• Problem statement:
Starting at the line that holds "of the spare", set down each line through the end of the listing, exactly as written and with nothing added.

==================================================

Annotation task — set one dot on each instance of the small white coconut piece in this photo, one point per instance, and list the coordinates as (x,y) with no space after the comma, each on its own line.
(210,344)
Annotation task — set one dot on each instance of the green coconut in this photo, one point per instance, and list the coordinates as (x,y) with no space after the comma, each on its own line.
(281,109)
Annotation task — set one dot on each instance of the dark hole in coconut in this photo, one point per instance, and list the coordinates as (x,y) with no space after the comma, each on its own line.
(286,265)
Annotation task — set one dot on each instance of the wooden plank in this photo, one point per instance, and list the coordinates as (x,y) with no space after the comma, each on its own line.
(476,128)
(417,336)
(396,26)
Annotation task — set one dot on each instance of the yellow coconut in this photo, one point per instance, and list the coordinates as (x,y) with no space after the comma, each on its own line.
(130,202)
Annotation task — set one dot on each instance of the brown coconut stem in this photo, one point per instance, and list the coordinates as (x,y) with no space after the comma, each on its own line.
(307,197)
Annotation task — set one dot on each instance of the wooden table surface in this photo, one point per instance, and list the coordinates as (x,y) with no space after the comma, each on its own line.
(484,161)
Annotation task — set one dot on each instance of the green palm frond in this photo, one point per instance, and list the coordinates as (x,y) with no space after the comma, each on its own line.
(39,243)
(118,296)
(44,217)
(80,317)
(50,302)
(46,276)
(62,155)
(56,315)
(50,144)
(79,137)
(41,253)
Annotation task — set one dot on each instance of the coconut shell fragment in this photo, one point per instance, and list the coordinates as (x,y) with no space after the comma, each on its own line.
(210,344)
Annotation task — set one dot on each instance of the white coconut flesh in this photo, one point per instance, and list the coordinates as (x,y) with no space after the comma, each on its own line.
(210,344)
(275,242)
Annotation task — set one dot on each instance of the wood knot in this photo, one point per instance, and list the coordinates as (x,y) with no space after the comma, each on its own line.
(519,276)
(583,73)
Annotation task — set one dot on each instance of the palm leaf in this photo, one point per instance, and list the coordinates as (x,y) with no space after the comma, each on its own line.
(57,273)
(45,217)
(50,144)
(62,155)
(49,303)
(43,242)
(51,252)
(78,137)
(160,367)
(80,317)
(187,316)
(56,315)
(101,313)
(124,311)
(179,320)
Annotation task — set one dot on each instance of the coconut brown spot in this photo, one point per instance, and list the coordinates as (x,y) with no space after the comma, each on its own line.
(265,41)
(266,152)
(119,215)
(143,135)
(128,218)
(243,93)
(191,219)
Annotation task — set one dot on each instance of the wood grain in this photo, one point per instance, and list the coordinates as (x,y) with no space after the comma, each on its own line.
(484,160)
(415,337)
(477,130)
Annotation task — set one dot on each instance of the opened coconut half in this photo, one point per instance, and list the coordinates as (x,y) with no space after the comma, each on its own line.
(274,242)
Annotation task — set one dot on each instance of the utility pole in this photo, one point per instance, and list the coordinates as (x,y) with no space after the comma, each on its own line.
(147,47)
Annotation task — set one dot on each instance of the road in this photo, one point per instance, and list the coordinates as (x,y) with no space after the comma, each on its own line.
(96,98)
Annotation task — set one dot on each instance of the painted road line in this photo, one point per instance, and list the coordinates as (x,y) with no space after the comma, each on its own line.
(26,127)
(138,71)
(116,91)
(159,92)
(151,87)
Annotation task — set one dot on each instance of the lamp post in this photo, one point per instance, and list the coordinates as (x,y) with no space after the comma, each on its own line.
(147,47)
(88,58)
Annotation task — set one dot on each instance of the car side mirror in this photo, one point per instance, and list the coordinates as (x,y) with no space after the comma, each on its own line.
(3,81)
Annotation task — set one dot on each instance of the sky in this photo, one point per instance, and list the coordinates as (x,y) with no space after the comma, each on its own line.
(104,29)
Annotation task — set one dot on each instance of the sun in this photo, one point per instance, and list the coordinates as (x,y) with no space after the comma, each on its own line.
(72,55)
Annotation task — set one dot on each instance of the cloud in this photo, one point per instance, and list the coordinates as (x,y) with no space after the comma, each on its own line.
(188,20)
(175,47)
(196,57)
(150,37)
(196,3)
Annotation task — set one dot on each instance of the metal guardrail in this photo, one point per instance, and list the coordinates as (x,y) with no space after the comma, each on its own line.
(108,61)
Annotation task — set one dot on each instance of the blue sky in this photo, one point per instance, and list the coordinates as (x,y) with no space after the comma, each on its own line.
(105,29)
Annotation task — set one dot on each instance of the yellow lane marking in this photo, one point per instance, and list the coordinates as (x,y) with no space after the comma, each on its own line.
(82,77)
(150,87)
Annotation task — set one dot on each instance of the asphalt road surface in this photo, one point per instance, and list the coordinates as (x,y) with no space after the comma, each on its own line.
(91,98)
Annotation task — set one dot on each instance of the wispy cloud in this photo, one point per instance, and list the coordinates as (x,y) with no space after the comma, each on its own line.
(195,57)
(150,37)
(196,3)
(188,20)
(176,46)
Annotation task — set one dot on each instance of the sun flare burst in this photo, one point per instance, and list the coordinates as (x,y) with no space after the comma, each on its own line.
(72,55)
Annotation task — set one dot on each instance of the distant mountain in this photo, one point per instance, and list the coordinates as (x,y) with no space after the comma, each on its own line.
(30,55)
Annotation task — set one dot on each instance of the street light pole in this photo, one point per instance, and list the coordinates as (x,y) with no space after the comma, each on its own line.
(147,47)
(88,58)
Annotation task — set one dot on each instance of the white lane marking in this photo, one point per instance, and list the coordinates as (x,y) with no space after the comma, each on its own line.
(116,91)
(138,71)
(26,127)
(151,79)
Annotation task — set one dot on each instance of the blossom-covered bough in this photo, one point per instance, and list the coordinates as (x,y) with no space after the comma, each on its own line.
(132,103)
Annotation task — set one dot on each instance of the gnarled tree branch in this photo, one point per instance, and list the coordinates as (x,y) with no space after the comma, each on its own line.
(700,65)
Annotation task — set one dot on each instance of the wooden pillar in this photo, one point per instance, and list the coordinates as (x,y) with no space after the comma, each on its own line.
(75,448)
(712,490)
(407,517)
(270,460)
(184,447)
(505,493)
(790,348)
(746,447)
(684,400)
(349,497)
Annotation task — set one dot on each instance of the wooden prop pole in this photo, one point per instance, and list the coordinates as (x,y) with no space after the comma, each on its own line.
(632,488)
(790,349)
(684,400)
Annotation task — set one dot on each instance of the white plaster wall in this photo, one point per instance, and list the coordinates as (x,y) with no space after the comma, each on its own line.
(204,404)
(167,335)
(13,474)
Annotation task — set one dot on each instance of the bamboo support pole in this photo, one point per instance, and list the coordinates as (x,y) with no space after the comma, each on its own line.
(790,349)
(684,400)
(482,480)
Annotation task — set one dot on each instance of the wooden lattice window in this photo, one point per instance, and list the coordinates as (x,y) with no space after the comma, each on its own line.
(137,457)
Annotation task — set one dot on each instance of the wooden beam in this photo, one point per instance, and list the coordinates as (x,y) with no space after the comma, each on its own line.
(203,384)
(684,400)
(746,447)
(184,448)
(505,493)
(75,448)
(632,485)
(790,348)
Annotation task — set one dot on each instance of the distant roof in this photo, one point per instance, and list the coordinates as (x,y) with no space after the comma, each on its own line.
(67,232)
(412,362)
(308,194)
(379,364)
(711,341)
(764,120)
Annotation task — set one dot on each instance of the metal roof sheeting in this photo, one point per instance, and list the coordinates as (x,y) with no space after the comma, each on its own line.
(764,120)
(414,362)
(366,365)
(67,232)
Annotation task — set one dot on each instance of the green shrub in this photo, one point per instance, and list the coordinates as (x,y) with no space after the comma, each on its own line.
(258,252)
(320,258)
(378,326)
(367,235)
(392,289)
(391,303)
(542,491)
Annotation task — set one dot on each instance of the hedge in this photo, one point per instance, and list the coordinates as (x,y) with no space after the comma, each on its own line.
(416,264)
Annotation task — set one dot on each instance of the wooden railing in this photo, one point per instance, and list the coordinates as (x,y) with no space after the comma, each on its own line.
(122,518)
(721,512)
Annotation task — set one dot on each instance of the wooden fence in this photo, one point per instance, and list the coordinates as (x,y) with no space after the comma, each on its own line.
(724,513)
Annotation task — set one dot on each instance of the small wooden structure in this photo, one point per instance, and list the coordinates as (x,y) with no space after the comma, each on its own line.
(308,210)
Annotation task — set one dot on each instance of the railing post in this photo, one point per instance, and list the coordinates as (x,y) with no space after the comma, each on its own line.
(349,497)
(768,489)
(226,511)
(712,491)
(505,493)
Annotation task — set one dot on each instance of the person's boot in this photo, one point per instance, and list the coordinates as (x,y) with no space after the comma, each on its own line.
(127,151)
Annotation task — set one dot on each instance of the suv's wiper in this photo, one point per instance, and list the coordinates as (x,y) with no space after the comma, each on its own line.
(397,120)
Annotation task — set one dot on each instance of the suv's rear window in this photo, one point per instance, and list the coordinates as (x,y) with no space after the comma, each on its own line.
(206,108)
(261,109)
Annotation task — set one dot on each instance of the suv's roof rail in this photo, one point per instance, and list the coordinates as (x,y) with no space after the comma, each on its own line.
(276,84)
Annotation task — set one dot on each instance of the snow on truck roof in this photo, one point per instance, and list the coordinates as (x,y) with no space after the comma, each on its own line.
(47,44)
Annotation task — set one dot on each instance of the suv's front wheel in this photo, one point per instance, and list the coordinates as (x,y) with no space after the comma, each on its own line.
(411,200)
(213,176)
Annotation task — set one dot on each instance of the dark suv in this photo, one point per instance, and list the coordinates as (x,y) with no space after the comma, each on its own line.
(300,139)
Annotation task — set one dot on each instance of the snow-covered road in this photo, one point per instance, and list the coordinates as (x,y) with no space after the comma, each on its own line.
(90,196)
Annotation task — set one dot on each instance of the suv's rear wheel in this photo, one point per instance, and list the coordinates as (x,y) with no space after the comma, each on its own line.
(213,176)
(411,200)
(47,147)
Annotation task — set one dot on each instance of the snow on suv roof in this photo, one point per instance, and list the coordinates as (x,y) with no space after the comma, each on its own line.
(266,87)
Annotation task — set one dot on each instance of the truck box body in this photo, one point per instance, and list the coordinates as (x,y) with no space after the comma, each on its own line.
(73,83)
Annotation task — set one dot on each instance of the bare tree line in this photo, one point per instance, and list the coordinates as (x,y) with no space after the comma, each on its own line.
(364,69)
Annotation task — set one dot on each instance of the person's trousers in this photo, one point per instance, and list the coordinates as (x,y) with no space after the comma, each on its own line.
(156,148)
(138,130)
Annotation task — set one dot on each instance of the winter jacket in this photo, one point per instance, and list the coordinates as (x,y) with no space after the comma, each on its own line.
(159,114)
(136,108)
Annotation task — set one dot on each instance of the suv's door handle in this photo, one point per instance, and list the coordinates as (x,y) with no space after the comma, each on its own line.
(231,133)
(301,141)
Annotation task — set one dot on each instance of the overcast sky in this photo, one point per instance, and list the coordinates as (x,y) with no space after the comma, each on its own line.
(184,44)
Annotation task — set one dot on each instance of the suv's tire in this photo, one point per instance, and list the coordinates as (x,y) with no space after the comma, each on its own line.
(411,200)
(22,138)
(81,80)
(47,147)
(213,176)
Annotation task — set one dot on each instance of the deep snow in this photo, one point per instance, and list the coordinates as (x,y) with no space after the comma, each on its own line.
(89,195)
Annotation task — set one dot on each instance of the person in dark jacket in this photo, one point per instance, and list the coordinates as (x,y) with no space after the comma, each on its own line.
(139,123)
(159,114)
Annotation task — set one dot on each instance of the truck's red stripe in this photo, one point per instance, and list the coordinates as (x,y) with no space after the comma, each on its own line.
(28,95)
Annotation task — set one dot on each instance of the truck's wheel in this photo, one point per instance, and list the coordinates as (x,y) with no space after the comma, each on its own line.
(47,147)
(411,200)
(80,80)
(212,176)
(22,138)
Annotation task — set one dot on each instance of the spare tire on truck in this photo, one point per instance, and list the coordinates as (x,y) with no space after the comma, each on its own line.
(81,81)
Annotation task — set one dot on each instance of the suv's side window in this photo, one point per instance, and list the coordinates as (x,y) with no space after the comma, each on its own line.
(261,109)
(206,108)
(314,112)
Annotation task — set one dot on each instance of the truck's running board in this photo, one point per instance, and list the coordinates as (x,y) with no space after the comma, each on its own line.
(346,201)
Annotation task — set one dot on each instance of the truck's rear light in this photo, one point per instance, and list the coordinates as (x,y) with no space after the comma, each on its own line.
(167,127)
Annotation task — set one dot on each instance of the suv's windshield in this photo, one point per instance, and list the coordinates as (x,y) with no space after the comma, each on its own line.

==================================================

• Solution to this exercise:
Annotation task — set one dot on each instance of the spare tire on truck in this photo, one point per instance, and list the coordinates as (x,y) with no space after the comma, each on its own line.
(81,81)
Annotation task — set one dot on each instance of the suv's side window in this photo, one point per instance, and list the coordinates as (x,y) with no space after the comma, each on its own line.
(261,109)
(206,108)
(314,112)
Annotation task — set one dot on each instance of the truck's running board in this photo, one point per instance, and list the coordinates as (x,y) with no space after the comma, each on its own line.
(346,201)
Annotation task — set one dot on each instance of the truck's rear light in this photo, one point per instance, and list the coordinates as (x,y) with no space after the comma, each on its own line.
(167,127)
Annotation task — set one dot on each instance of the suv's windshield in this photo, one point per instance, and list the coordinates as (x,y) with no space after the comma, each on its own line.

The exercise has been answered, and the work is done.